_Série d'exercices:_
[1] Dans la critique du livre sur Michael Cimino, expliquez pourquoi l'ouvrage reste prenant de bout en bout malgré son ton élégiaque envers le réalisateur. Répondez en une à trois phrases.
[2] Donnez la suite de la critique du livre sur Michael Cimino, en reprenant après sa dernière phrase.

··· Article

Michael Cimino, Les voix perdues de l’Amérique est une conversation avec Cimino et une réflexion sur son œuvre. L’ouvrage n’est pas chronologique mais navigue d’un film à l’autre, au gré des paysages traversés par l’auteur et le réalisateur (ils partent de Los Angeles et se rendent au Colorado). Jean-Baptiste Thoret digresse habilement pour éclairer certains aspects de la conversation ou pour faire partager son point de vue sur les œuvres abordées. Tous les films du réalisateur sont traités mais une attention particulière est accordée à Voyage au bout de l'enfer et à La Porte du paradis, les deux films phares de Cimino. Leur analyse par Thoret est passionnante : avec toute sa verve et son amour pour le sujet, il aide le spectateur à mieux comprendre les œuvres en les resituant dans leur contexte. Il met le doigt sur certains détails et points clés des récits, et les films prennent une ampleur nouvelle.

Bien qu’élégiaque vis-à-vis de Cimino, dont ni la parole ni les films ne sont remis en question, le livre s’avère prenant de bout en bout. Le style est très fluide, les transitions de la conversation à la réflexion sont habiles, et le récit est dense en informations sans être trop long. Quelques photos en noir et blanc (sur papier normal dans une qualité moyenne) émaillent le texte, mélange de photos de tournage et de photos prises par Thoret lui-même lors du périple.
Autant l’avouer, nous ne sommes pas vraiment fans des films de Michael Cimino (2). Idem pour le personnage, dont l’égo très développé transparaît clairement dans les conversations : il n’hésite pas à se moquer du Parrain 2 de Coppola ou de La Dernière tentation du Christ de Scorsese en raison de l’accent des acteurs (c’est sûr, John Cazale, Robert de Niro ou Meryl Streep sont très crédibles en Américains d’origine russes dans Voyage au bout de l'enfer...) ; il s’attache toujours à la plus pure réalité historique, insiste-t-il, et il est critiqué pour cela (les libertés historiques sont grandes dans plusieurs de ses films, notamment La Porte du paradis et Le Sicilien) ; il se jette régulièrement des fleurs sur sa façon de tourner sans jamais se remettre en cause ni essayer de comprendre pourquoi ses rares films ne marchent plus depuis longtemps.

······
··· Fiches extraites

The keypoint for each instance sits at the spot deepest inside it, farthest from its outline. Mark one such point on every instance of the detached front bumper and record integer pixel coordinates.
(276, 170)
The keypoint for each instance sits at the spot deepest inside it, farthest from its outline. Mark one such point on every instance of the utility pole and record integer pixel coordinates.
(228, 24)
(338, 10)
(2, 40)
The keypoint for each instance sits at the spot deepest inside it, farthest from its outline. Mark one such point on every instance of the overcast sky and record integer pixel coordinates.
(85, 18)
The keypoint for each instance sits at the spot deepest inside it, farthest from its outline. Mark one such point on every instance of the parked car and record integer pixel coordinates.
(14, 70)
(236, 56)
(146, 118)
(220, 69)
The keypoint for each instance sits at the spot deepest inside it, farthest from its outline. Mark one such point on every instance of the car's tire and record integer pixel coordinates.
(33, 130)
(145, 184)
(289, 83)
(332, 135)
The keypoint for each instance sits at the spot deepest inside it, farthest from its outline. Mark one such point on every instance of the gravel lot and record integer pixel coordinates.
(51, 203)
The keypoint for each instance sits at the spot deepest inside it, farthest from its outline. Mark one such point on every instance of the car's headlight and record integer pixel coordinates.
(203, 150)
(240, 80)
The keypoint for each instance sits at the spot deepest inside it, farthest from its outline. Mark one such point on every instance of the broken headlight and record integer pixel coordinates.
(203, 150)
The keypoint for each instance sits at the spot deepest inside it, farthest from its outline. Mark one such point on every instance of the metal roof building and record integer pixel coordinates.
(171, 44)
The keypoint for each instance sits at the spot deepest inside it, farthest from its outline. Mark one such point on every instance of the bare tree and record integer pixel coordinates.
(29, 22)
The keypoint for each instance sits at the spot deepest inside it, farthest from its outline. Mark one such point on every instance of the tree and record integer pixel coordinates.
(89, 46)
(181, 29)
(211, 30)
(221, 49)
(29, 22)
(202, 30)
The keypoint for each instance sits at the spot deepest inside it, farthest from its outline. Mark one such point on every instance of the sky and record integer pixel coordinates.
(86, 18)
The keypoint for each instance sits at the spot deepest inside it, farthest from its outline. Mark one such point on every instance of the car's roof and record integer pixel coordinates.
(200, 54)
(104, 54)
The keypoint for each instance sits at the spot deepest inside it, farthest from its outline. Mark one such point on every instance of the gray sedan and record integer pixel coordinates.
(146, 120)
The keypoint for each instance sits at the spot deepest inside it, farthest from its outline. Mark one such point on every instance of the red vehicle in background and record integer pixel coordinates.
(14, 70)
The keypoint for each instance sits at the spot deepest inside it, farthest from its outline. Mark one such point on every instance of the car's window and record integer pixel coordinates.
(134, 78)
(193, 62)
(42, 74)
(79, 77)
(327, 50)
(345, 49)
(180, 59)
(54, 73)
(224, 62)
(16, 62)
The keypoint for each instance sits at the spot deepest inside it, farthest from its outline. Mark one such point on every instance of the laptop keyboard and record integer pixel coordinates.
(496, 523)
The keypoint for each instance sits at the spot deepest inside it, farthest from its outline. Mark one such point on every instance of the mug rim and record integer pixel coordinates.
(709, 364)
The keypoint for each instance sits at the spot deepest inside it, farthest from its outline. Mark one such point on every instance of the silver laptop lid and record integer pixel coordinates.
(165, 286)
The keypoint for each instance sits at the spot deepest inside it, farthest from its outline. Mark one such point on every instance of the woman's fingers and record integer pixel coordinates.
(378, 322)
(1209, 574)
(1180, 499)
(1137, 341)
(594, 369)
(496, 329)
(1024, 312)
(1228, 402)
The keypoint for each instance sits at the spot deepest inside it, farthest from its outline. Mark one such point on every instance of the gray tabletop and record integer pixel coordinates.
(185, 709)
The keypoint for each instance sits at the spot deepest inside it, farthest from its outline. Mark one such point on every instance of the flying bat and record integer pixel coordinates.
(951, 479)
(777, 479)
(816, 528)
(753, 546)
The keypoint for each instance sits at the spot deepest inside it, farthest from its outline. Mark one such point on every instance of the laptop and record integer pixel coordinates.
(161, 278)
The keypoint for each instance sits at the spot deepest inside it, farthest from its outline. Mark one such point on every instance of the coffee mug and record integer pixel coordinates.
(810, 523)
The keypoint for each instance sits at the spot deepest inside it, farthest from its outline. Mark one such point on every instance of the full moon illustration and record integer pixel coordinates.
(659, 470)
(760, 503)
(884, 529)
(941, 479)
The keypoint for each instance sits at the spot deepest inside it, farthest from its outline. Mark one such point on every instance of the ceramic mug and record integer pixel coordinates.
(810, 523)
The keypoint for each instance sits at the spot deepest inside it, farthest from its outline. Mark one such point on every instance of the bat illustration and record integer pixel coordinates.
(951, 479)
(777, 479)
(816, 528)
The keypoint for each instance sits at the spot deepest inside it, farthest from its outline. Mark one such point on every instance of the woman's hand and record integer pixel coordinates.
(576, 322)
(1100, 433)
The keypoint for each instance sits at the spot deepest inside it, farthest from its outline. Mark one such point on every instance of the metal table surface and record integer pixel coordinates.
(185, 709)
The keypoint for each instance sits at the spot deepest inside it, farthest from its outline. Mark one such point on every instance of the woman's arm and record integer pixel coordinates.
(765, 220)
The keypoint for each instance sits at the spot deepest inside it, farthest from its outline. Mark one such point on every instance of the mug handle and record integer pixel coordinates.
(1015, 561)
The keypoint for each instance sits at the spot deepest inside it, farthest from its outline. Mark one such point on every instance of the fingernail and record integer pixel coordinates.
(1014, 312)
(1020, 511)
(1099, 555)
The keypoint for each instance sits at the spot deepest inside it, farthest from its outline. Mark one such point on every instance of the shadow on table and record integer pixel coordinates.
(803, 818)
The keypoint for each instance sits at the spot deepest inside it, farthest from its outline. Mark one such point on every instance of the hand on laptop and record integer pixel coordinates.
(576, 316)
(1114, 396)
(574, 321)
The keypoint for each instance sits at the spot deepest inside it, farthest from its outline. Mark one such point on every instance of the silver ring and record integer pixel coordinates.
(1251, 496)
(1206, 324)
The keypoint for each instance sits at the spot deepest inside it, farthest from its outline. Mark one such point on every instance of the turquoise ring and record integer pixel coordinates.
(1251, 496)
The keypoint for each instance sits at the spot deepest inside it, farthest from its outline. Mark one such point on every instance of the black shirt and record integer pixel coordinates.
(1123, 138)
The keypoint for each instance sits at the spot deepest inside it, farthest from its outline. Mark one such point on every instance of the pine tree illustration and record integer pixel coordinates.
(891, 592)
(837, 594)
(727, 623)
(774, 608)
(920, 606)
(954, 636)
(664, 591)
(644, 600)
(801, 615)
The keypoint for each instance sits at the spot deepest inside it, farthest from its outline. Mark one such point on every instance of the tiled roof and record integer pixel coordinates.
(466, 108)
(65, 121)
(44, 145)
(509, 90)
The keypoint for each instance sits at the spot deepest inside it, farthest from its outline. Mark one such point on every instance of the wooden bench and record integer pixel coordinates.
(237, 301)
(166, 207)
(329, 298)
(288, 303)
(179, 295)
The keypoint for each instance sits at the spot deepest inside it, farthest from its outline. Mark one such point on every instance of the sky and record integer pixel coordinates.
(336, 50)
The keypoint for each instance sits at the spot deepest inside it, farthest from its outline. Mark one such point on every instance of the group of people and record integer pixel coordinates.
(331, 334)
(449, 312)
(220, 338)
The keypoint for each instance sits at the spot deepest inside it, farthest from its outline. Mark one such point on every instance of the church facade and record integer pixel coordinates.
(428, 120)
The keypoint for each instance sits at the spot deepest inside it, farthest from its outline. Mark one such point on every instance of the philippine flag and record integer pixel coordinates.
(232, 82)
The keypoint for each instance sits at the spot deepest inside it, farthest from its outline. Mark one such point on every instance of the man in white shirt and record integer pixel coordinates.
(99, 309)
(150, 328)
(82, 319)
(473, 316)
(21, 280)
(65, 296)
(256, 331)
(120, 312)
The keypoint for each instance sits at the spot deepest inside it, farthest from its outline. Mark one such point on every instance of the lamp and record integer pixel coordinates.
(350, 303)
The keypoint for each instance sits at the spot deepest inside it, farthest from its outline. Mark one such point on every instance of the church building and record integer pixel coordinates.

······

_Réponses par exercice:_
[1] Le livre reste prenant parce que son style est très fluide et que les transitions entre la conversation et la réflexion sont habiles. Le récit est aussi dense en informations sans être trop long.

[2]
Malgré tout, Jean-Baptiste Thoret a réussi à nous intéresser en nous montrant Michael Cimino sous un jour nouveau, avec ses failles et ses contradictions, et nous a aidés à mieux comprendre ses films (nous sommes toujours réservés sur l’œuvre mais nous l’appréhendons à présent d’une autre façon). Une lecture indispensable donc pour les fans de Cimino, mais conseillée également aux amateurs de Thoret et du cinéma américain des années 70 et 80.


(1) Le film adopte le point de vue du policier raciste et, d’après les critiques américains, le réalisateur épousait la vision du personnage principal. Sans pousser aussi loin l’accusation, revu de nos jours, L’Année du dragon regorge de clichés sur les Sino-Américains et donne une vision peu reluisante de cette communauté. Autant dans Voyage au bout de l’enfer le caractère outrancier des Vietcongs ne choquait pas outre mesure : ils symbolisaient l’ennemi dans toute son abomination et devaient être suffisamment affreux pour expliquer les traumatismes subséquents. Plus que le Vietcong, c’était l’horreur de la guerre qui était stigmatisée. A l’inverse, dans L’Année du dragon, certaines images véhiculées sur la communauté sino-américaine s’avèrent problématiques, notamment lorsque le spectateur perçoit des événements sans la présence du policier raciste. Ces scènes ne peuvent pas être considérées comme faussées par le point de vue de ce dernier, sauf à considérer que la vision raciste du personnage principal contamine tout le récit. Dans tous les cas, cela reste ambigu : il n’est pas possible de faire de distinction entre la condamnation du cliché et les a priori d’un réalisateur non-spécialiste de la culture chinoise.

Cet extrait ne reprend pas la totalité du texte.